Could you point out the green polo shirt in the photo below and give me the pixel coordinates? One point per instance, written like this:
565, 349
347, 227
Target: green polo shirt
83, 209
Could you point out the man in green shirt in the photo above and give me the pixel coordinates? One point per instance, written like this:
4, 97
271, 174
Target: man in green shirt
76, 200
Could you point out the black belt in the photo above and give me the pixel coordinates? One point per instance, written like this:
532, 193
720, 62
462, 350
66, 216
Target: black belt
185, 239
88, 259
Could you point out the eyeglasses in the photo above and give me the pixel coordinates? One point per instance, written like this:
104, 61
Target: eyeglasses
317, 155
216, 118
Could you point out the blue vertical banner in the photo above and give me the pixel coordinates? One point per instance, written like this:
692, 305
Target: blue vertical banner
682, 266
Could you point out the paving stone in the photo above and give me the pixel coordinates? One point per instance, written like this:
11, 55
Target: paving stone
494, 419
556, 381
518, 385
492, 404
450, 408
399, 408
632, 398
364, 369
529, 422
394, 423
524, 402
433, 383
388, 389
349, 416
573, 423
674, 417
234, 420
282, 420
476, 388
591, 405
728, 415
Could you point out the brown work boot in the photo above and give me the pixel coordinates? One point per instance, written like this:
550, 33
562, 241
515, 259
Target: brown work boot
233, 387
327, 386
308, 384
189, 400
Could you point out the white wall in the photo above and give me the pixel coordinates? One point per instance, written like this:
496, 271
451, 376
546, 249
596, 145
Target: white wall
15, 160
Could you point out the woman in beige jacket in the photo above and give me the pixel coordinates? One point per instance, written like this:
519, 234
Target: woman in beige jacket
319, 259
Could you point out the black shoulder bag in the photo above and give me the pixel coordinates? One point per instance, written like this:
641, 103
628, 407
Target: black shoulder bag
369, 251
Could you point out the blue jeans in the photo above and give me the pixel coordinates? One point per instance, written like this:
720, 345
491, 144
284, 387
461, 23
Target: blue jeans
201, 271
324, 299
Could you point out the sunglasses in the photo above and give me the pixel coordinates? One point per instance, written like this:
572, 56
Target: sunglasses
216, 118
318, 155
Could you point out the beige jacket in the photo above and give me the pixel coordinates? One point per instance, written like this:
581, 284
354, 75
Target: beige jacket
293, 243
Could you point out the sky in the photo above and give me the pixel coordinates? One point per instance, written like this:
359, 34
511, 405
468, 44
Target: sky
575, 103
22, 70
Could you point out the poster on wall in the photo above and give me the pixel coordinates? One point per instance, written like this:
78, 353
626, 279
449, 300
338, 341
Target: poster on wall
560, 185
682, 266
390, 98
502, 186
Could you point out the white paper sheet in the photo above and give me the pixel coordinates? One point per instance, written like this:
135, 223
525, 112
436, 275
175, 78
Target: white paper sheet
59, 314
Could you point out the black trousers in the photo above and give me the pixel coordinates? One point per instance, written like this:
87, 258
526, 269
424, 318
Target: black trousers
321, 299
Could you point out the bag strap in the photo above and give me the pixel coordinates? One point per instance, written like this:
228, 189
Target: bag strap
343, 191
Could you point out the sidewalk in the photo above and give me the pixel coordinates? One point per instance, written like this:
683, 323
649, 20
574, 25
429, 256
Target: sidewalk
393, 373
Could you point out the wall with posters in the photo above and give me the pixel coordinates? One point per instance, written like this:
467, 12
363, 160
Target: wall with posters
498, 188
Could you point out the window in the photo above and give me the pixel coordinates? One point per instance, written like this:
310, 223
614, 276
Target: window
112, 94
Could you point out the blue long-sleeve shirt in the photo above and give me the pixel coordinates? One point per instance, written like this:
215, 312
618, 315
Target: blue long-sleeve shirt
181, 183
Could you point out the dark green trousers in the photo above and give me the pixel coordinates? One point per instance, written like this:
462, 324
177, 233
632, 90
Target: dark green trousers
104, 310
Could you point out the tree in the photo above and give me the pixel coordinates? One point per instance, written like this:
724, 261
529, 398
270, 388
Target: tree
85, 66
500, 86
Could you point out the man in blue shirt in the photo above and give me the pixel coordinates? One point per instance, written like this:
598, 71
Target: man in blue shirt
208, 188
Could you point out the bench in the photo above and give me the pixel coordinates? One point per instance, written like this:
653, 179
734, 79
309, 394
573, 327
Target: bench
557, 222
____________________
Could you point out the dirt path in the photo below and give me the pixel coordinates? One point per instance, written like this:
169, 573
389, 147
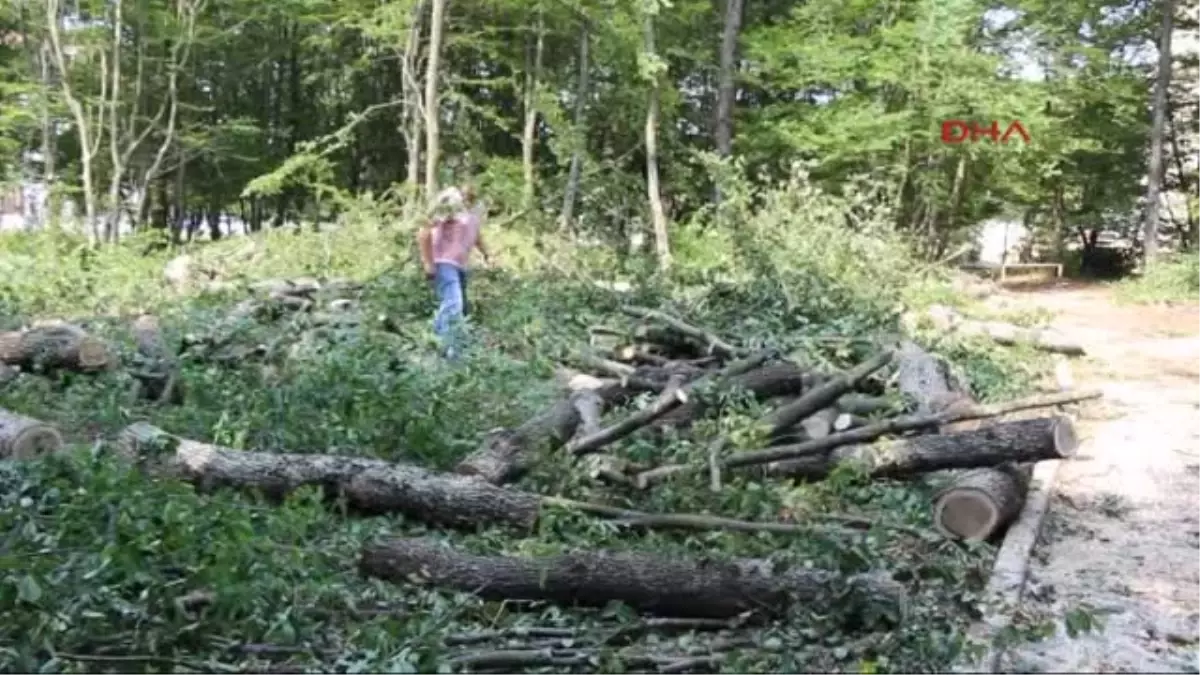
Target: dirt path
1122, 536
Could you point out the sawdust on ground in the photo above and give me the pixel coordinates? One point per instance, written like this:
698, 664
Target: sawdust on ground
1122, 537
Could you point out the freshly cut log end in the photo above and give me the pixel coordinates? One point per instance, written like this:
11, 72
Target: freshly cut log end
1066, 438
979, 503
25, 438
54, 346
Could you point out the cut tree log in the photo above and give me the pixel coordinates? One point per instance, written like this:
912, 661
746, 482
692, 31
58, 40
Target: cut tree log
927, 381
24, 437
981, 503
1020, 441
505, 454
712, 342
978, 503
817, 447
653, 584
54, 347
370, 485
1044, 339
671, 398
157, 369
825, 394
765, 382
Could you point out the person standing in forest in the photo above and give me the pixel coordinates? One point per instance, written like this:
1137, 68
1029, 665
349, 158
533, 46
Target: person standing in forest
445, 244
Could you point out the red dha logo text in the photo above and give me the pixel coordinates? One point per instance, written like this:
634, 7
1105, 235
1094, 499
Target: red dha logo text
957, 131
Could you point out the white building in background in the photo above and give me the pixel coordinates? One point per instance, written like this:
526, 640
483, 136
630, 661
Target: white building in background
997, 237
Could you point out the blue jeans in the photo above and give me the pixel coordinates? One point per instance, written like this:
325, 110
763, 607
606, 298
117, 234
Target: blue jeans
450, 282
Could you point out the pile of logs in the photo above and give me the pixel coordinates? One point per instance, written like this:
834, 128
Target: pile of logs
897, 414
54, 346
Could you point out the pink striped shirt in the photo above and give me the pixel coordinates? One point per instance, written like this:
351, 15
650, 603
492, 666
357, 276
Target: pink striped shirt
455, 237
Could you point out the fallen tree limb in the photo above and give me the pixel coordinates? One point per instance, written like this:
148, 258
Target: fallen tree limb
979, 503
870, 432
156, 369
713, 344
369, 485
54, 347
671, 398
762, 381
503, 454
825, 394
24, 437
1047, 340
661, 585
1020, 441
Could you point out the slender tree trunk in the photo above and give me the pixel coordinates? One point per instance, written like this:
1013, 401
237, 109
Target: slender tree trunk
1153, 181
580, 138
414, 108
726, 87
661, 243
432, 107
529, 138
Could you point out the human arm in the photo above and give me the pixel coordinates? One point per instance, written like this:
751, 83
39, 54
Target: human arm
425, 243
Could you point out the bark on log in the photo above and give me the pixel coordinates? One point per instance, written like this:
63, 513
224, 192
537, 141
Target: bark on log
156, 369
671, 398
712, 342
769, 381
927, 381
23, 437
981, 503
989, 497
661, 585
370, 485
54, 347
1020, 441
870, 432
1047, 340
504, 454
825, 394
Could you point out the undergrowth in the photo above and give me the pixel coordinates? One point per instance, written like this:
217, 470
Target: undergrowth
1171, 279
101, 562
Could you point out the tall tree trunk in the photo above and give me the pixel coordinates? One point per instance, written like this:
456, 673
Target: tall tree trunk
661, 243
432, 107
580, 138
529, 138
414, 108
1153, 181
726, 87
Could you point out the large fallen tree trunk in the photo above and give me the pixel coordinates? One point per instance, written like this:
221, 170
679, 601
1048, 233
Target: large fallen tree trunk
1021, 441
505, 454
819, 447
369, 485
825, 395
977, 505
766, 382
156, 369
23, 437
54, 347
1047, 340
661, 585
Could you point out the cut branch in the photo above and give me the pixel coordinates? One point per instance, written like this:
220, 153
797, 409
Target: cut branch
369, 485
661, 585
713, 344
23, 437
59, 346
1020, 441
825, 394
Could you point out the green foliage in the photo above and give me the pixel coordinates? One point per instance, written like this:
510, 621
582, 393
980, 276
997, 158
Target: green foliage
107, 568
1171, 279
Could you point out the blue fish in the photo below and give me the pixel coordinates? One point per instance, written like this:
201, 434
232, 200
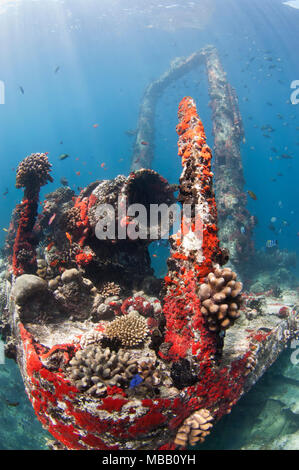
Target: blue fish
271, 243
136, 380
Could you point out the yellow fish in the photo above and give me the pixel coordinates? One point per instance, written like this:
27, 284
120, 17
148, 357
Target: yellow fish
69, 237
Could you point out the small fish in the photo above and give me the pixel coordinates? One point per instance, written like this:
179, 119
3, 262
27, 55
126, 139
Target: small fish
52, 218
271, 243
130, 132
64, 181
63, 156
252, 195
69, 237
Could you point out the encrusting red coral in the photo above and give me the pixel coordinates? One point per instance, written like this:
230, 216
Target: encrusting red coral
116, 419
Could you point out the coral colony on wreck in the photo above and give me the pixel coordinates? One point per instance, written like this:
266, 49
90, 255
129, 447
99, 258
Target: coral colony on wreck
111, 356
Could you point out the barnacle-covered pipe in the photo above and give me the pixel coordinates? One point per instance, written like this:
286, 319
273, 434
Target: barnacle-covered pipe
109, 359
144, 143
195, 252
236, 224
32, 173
____________________
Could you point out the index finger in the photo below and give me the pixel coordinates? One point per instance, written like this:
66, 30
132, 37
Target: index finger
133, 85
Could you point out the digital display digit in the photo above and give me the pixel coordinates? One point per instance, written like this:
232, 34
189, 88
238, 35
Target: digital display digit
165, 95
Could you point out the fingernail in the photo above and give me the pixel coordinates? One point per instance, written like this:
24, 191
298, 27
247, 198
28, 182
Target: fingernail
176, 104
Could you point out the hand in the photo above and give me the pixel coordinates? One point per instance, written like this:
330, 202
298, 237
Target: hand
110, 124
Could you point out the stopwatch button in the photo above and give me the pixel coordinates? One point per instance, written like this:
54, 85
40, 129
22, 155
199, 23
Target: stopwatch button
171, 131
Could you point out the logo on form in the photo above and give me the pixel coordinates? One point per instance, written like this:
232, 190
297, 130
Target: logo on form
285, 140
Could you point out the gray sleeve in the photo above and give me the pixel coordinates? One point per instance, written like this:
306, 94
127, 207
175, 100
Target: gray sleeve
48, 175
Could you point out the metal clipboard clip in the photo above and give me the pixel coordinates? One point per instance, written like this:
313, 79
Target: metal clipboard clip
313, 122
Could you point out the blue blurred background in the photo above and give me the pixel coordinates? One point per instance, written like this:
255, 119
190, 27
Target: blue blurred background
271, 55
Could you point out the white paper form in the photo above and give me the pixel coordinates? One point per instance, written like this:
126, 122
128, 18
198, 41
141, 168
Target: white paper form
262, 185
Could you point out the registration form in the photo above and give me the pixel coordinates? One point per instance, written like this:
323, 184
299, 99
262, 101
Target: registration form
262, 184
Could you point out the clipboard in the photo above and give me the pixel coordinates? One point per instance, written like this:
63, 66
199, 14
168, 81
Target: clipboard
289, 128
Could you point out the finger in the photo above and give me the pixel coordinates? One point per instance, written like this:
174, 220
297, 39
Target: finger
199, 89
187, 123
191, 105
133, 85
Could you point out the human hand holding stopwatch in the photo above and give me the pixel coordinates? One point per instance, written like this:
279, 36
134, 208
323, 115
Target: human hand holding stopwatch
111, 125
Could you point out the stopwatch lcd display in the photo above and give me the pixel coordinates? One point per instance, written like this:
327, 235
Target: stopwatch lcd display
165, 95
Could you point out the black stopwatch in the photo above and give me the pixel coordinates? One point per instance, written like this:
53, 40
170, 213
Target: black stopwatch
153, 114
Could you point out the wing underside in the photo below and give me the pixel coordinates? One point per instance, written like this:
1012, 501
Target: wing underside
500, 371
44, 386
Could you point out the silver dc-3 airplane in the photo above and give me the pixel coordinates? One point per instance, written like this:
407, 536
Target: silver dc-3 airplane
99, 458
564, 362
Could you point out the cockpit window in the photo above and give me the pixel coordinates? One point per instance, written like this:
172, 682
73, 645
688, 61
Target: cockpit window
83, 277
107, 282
____________________
The problem
Could you restate word for word the lines above, from the one that contains "Could you point out the green polo" through the one that contains "Could you point out the white wall", and no others?

Response to the exercise
Could you point out the green polo shirt in the photo below and give me the pixel coordinates? One point per instance, written like this:
565, 349
347, 227
Target: green polo shirt
83, 209
Could you point out the man in green shirt in the photo above and give me the pixel coordinates? One point per instance, written like this:
4, 97
271, 174
Target: man in green shirt
76, 200
Could you point out the black belt in the photo above and give me the pixel coordinates? One point per instance, written like this:
532, 193
720, 62
462, 350
66, 216
Target: black belt
185, 239
88, 259
Could you point out the eyeglasses in the photo above and give me the pixel coordinates? One point per instance, written like this:
104, 61
Target: eyeglasses
317, 155
216, 118
Could you point out the blue vertical banner in the photo above and give me the pixel coordinates? One point per instance, written like this:
692, 305
Target: blue vertical banner
682, 266
Could you point out the paving stone in the photo above and give me the pixel coordinates? One point per instance, written like this:
11, 55
Target: paving stone
494, 419
556, 381
518, 385
492, 404
450, 408
399, 408
632, 398
364, 369
529, 422
394, 423
524, 402
433, 383
388, 389
349, 416
573, 423
674, 417
234, 420
282, 420
476, 388
591, 405
728, 415
Could you point out the brown work boot in the photo above and give me the pixel coordinates? One point per instance, written like this:
550, 33
562, 241
515, 259
Target: brown work boot
233, 387
327, 386
308, 384
189, 400
Could you point out the white wall in the photo above and give me the pixel coordinates? One point per instance, written like this:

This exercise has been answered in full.